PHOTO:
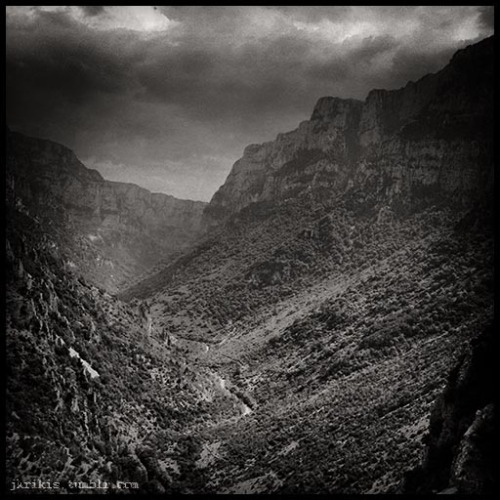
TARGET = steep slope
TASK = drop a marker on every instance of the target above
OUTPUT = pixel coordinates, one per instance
(90, 392)
(430, 140)
(348, 269)
(460, 444)
(111, 231)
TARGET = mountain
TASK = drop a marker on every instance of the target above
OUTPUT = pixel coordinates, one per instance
(429, 141)
(329, 334)
(350, 264)
(112, 231)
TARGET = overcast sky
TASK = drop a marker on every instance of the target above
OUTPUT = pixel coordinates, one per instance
(168, 97)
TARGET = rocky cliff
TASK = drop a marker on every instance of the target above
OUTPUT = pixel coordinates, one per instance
(460, 451)
(113, 231)
(427, 142)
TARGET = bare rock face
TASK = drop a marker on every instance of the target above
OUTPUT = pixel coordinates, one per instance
(113, 231)
(460, 444)
(426, 143)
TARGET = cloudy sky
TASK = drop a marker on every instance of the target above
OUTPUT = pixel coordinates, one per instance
(168, 97)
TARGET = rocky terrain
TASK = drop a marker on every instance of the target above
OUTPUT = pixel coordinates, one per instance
(112, 231)
(430, 140)
(330, 334)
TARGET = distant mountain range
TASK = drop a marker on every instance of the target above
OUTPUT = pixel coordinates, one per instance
(323, 325)
(430, 141)
(112, 231)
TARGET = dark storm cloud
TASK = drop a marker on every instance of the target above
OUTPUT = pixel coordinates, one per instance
(486, 17)
(190, 87)
(92, 10)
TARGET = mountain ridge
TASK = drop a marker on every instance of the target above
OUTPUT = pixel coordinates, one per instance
(119, 229)
(336, 150)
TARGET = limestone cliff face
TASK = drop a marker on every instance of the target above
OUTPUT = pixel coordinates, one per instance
(429, 141)
(115, 230)
(316, 156)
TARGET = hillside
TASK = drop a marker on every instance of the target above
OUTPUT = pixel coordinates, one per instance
(111, 231)
(329, 334)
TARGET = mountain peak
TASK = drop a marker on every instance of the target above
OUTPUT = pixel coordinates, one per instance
(328, 107)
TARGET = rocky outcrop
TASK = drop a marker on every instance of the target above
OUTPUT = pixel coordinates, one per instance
(460, 444)
(113, 231)
(428, 142)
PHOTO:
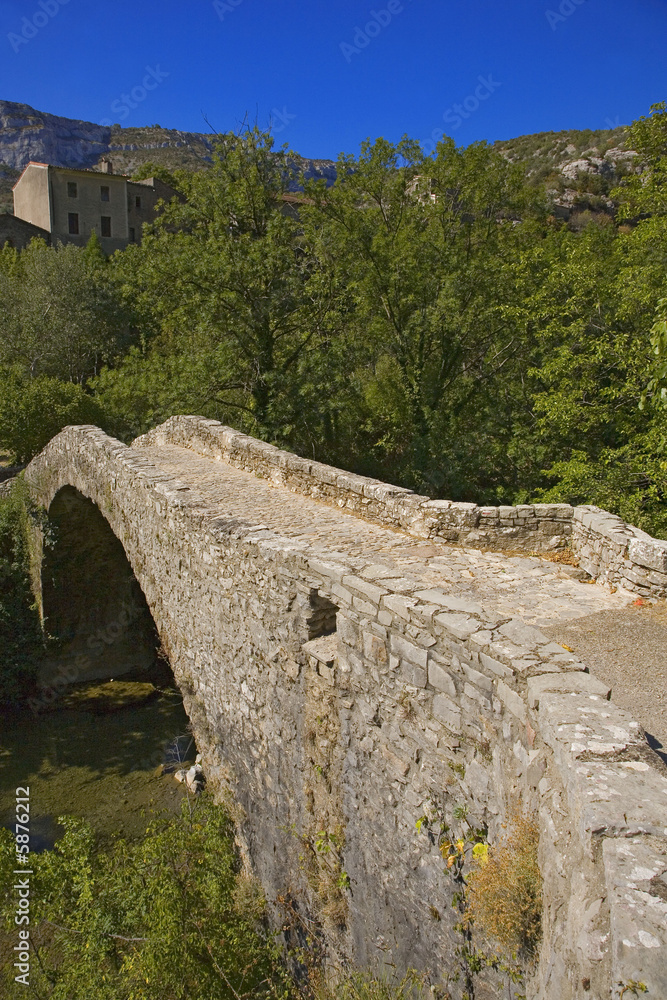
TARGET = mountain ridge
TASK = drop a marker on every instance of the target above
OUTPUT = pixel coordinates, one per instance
(577, 168)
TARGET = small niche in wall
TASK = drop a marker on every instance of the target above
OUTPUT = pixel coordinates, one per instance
(321, 619)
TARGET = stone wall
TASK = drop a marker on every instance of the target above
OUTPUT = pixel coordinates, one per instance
(418, 704)
(604, 545)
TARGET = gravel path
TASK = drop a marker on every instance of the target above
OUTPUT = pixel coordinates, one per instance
(626, 649)
(538, 591)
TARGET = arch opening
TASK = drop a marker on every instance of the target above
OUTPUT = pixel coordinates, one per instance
(92, 603)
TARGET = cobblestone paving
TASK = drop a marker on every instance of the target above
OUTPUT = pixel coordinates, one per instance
(542, 593)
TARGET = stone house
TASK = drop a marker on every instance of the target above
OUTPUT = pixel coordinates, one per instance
(18, 233)
(70, 205)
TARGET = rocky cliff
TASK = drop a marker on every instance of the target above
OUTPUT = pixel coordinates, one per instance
(27, 134)
(578, 169)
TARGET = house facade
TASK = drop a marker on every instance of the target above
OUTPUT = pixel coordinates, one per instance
(73, 204)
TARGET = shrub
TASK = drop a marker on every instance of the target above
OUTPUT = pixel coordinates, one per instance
(505, 890)
(20, 629)
(32, 411)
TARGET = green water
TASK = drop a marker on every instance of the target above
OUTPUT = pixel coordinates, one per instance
(106, 767)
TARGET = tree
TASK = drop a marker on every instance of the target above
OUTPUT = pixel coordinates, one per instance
(223, 279)
(646, 192)
(61, 315)
(166, 917)
(33, 410)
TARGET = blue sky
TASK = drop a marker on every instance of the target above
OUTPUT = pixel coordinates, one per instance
(333, 73)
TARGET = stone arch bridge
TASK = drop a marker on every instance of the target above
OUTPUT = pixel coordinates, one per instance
(355, 658)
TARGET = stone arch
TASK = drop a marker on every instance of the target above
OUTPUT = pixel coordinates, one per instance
(91, 599)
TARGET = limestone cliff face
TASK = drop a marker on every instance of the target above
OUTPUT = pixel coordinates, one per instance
(27, 134)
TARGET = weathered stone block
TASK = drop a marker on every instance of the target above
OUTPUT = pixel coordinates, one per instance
(448, 712)
(441, 679)
(408, 651)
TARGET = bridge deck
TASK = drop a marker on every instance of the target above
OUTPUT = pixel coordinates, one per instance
(544, 594)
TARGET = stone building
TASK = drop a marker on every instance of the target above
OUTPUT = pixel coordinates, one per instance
(18, 233)
(70, 205)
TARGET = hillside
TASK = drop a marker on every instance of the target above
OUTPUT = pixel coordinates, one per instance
(578, 169)
(27, 134)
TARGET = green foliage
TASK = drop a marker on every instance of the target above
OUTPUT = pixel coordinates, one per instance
(424, 321)
(159, 918)
(363, 986)
(20, 630)
(33, 410)
(60, 312)
(505, 891)
(647, 192)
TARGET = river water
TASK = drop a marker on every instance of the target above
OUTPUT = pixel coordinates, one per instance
(90, 758)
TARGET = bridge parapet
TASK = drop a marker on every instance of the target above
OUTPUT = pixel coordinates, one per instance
(419, 703)
(605, 546)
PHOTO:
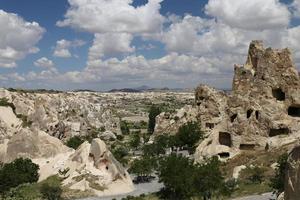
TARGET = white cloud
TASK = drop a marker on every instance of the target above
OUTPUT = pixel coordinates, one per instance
(253, 15)
(102, 16)
(17, 38)
(44, 62)
(296, 8)
(110, 44)
(63, 46)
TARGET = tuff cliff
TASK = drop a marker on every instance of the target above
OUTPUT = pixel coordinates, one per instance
(261, 112)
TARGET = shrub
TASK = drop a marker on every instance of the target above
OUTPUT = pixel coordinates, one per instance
(51, 188)
(253, 174)
(183, 180)
(153, 112)
(135, 140)
(4, 102)
(124, 128)
(277, 182)
(18, 172)
(74, 142)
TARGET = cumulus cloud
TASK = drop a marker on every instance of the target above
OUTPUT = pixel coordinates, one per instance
(254, 14)
(62, 48)
(110, 44)
(102, 16)
(17, 38)
(44, 62)
(296, 8)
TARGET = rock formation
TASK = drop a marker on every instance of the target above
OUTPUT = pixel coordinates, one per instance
(292, 176)
(261, 112)
(91, 167)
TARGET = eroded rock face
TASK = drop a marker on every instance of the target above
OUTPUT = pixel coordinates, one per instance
(92, 168)
(262, 111)
(292, 178)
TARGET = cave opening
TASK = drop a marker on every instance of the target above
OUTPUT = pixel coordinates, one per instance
(247, 146)
(233, 117)
(257, 115)
(225, 139)
(224, 155)
(294, 111)
(278, 131)
(278, 94)
(210, 125)
(249, 113)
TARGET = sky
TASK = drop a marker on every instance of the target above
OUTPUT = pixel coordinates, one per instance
(105, 44)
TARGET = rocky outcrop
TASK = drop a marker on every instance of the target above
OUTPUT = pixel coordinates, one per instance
(169, 123)
(292, 176)
(261, 112)
(92, 168)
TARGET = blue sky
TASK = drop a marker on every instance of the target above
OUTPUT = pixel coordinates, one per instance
(100, 45)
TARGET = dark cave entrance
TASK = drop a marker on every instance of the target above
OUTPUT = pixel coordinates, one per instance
(278, 131)
(294, 111)
(225, 139)
(278, 94)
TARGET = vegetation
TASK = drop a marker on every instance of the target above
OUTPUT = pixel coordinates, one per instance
(51, 188)
(75, 142)
(184, 180)
(4, 102)
(277, 182)
(253, 174)
(135, 140)
(143, 168)
(18, 172)
(124, 128)
(120, 153)
(153, 112)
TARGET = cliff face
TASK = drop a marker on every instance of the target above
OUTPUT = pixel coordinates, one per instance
(262, 111)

————————

### TASK REQUIREMENTS
Copy each line of the records precisely and drop any images they hold.

### TASK ANSWER
PHOTO:
TARGET = steep slope
TASK = drop a marker on every instance of the target above
OUTPUT = pixel coordinates, one per instance
(90, 392)
(430, 140)
(348, 269)
(460, 444)
(111, 231)
TARGET = mountain
TASK = drop a marker on every instance of the target above
OUTPUT = pixel coordinates, one per instance
(429, 141)
(329, 334)
(350, 264)
(112, 231)
TARGET = overcast sky
TASK = drop a marker on every instance of the target above
OUTPUT = pixel coordinates, one per instance
(168, 97)
TARGET = rocky cliff
TASK = drop a marker on every instance of the target above
OUTPUT = pixel coordinates, one per instance
(460, 451)
(113, 231)
(427, 142)
TARGET = bare rock face
TASK = drop a marker on every instance of the target above
OUTPUT = pixel coordinates, one per instance
(113, 231)
(460, 444)
(426, 143)
TARGET = cloudy sky
TASK = drop a marker on every instance of the target above
OUTPUT = pixel coordinates, one per instance
(168, 97)
TARGET = rocky terrain
TASK = drop a marker on every instance of the target above
OUTPUT = pixel coordinates, one per instance
(112, 231)
(430, 140)
(330, 334)
TARGET = distant mountain range
TASK = drop a marker on every instance of the target above
OUTPUT = pixel coordinates, one per instance
(323, 325)
(430, 141)
(112, 231)
TARGET = dark storm cloud
TASK = drop a marker on every instance of the target above
OUTPUT = pixel coordinates, one per instance
(486, 17)
(190, 87)
(92, 10)
TARGET = mountain ridge
TASK = drop a marker on every instance of the target above
OUTPUT = pixel coordinates, one per instance
(119, 229)
(336, 150)
TARGET = limestone cliff face
TASK = drop a marker on every instance of the target above
OUTPUT = pixel coordinates, one per instance
(429, 141)
(115, 230)
(316, 156)
TARGET = hillside
TASK = drop a marker on every instance of the target above
OUTPUT = pixel coordinates, one per instance
(111, 231)
(329, 334)
TARGET = mountain peak
TASK = drop a marker on every instance of the target above
OUTPUT = pixel coordinates, one per instance
(328, 107)
TARGET = rocky outcrop
TASK = drop a marker on every instance of the target above
OUTPUT = pixel coordinates, one per instance
(460, 444)
(113, 231)
(428, 142)
PHOTO:
TARGET = mountain ridge
TASK = drop a marker on every instance of the target above
OUTPUT = pixel coordinates, one per instance
(577, 168)
TARGET = small niche in wall
TASK = drop a marker on every instance of the target above
OUTPUT = pixel coordinates, one per instance
(321, 619)
TARGET = stone wall
TASK = drop a marker on every instance of the target above
OUTPUT = pixel coordinates, one per instance
(418, 704)
(604, 545)
TARGET = gravel path
TASK = drop a marker on every instance of the target above
OUTPUT = pixel coordinates, one per instance
(626, 649)
(538, 591)
TARGET = arch opening
TASK = drop a marker on every instance of the target above
OUTPUT = pixel coordinates, one per instance
(92, 603)
TARGET = cobblestone paving
TASK = drop a marker on every instance of the target above
OUTPUT = pixel coordinates, one per instance
(542, 593)
TARGET = stone house
TASK = drop a marker on every instance of the target above
OUTPUT = pixel coordinates, one per instance
(18, 233)
(70, 205)
TARGET = rocky cliff
TASK = drop a marker on every instance of the target above
OUTPUT = pixel coordinates, one per instance
(27, 134)
(578, 169)
TARGET = house facade
TASK = drop a marker on every instance of the target above
OUTPUT = pixel coordinates, one per instance
(73, 204)
TARGET = shrub
TASK = drop a marker on every instance of the target above
OUTPUT = pixel coordinates, one per instance
(505, 890)
(20, 629)
(32, 411)
TARGET = green water
TASK = drop a marker on every instance of the target above
OUTPUT = pixel coordinates, one per instance
(106, 767)
TARGET = tree
TASK = drop a marker on every instance of the target above
OUTPUT = pixel coordinates, one per instance
(223, 279)
(646, 192)
(61, 315)
(166, 917)
(33, 410)
TARGET = blue sky
TASK = drop a marker on every instance of the target above
OUTPUT = pixel coordinates, one per instance
(333, 73)
TARGET = stone arch bridge
TASK = drop a marker on every instance of the target above
OUTPUT = pixel coordinates, one per instance
(355, 658)
TARGET = stone arch
TASK = drop a marker on every instance of the target above
OUTPUT = pixel coordinates, one per instance
(91, 599)
TARGET = limestone cliff face
TASK = drop a marker on every instance of the target above
OUTPUT = pixel coordinates, one per instance
(27, 134)
TARGET = weathered stone block
TASK = drop a marker on every instance of the target above
OUTPUT = pixel coordinates, one per instance
(448, 712)
(441, 679)
(408, 651)
TARGET = bridge deck
TASK = drop a marker on every instance of the target above
OUTPUT = pixel coordinates, one per instance
(544, 594)
TARGET = stone building
TASK = drop a marker on every instance of the target above
OUTPUT = pixel coordinates, one per instance
(18, 233)
(70, 205)
TARGET = hillside
TASK = drop a marker on every instance of the target above
OUTPUT = pixel coordinates, one per instance
(578, 169)
(27, 134)
TARGET = green foliage
TASK = drop a marker on every instance of the target above
OUTPUT = pixel coordinates, one per instance
(424, 321)
(159, 918)
(363, 986)
(20, 630)
(33, 410)
(60, 312)
(505, 891)
(647, 192)
TARGET = river water
TASK = drop a marker on every instance of the target above
OUTPUT = pixel coordinates, one per instance
(90, 758)
TARGET = bridge parapet
TASK = drop a marker on every instance of the target above
OUTPUT = pixel coordinates, one per instance
(419, 703)
(605, 546)
PHOTO:
TARGET = white cloud
TASK = drop a marker on every instance of the target above
OUTPUT = pixel coordinates, one per instance
(253, 15)
(102, 16)
(17, 38)
(44, 62)
(296, 8)
(110, 44)
(63, 46)
TARGET = tuff cliff
TASK = drop a marker on every instance of the target above
OUTPUT = pixel coordinates, one per instance
(261, 112)
TARGET = shrub
TASK = drop a marker on every instance of the target above
OUTPUT = pixel coordinates, one per instance
(51, 188)
(253, 174)
(183, 180)
(153, 112)
(135, 140)
(4, 102)
(124, 128)
(277, 182)
(18, 172)
(74, 142)
TARGET = cumulus cloud
TASK = drop a marker on every instance of the target above
OUTPUT = pixel coordinates, one per instance
(254, 14)
(62, 48)
(110, 44)
(102, 16)
(17, 38)
(44, 62)
(296, 8)
TARGET = rock formation
TASK = drop a marker on every instance of the target above
OUTPUT = pixel coordinates, one per instance
(292, 176)
(261, 112)
(91, 167)
TARGET = eroded rock face
TASK = drop a marker on every instance of the target above
OUTPUT = pixel coordinates, one per instance
(92, 168)
(262, 111)
(292, 178)
TARGET = cave opening
TASK = drop a marker on every instance of the target above
OUTPUT = pixel coordinates, one per instance
(247, 146)
(233, 117)
(257, 115)
(225, 139)
(224, 155)
(294, 111)
(278, 131)
(278, 94)
(210, 125)
(249, 113)
TARGET = sky
TASK = drop a marker on every instance of the target above
OUTPUT = pixel coordinates, one per instance
(105, 44)
TARGET = rocky outcrop
TASK = drop a marker on every instance of the target above
OUTPUT = pixel coordinates, one per instance
(169, 123)
(292, 176)
(261, 112)
(92, 168)
TARGET = blue sky
TASK = drop a marker on every instance of the target above
OUTPUT = pixel coordinates, one per instance
(100, 45)
TARGET = dark cave entrance
TASK = drop a marker on every instance of the target above
OUTPUT = pixel coordinates, one per instance
(278, 131)
(294, 111)
(225, 139)
(278, 94)
TARGET = vegetation
TASK = drop a marker on every instance of the target above
OUTPUT = pixel coordinates, one per instance
(51, 188)
(75, 142)
(184, 180)
(4, 102)
(277, 182)
(253, 174)
(135, 140)
(143, 168)
(18, 172)
(124, 128)
(120, 153)
(153, 112)
TARGET = cliff face
TASK = drop a marker on every instance of the target above
OUTPUT = pixel coordinates, one per instance
(262, 111)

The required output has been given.